=== Written task ===
Write out, character for character, every line of the listing below from its very first line through the line that contains "xmin=281 ymin=174 xmax=319 ymax=191", with both of those lines included.
## begin Input material
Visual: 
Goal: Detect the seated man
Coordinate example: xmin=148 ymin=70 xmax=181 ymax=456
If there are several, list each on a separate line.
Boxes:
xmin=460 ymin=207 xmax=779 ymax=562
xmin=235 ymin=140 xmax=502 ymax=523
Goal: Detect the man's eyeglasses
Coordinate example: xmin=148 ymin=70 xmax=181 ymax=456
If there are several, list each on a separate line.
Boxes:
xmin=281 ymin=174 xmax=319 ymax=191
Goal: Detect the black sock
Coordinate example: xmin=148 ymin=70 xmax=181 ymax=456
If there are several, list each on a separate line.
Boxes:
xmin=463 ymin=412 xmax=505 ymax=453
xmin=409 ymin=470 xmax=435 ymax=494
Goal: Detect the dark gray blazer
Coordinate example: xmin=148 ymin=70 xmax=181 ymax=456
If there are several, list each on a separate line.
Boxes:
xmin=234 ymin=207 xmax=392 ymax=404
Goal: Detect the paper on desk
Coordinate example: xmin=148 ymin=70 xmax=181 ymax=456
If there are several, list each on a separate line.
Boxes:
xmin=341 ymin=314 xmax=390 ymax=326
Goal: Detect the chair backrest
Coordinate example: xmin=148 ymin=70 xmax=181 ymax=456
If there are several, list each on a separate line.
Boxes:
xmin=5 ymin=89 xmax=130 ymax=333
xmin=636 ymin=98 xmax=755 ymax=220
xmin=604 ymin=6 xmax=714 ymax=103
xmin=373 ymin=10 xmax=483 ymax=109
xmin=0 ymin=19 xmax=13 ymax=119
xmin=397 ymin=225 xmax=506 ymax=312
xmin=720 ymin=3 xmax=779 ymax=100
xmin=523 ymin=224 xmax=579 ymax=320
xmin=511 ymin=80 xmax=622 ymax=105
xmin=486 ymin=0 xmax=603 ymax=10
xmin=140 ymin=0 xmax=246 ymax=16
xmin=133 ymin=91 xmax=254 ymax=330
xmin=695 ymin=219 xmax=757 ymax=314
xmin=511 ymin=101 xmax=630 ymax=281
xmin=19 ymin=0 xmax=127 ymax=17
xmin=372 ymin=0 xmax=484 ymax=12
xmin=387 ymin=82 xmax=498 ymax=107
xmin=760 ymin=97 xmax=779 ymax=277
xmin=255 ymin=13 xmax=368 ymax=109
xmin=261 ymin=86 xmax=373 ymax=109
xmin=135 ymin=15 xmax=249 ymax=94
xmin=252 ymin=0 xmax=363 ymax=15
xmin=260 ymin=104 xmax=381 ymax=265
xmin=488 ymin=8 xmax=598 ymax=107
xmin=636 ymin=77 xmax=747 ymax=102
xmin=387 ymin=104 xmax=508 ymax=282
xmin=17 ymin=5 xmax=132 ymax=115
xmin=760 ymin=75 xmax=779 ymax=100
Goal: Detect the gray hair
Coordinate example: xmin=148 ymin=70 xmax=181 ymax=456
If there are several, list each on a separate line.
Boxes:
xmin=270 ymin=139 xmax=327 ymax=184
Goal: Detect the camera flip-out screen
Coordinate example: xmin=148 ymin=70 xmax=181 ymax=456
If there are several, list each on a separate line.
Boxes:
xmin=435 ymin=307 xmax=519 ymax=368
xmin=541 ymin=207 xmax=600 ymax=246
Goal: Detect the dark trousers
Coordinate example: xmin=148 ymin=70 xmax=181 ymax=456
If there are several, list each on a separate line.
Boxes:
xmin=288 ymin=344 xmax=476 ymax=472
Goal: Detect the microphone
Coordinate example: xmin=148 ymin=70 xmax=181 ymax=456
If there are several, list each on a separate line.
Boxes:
## end Input material
=== Solution for this task ===
Visual: 
Goal: Detect the seated man
Coordinate example: xmin=148 ymin=70 xmax=181 ymax=456
If there are several, list each on a separate line.
Boxes:
xmin=460 ymin=207 xmax=779 ymax=562
xmin=235 ymin=140 xmax=502 ymax=523
Goal: Detect the man's eyeglasses
Coordinate example: xmin=148 ymin=70 xmax=181 ymax=456
If there are several, list each on a separate line.
Boxes:
xmin=281 ymin=174 xmax=319 ymax=191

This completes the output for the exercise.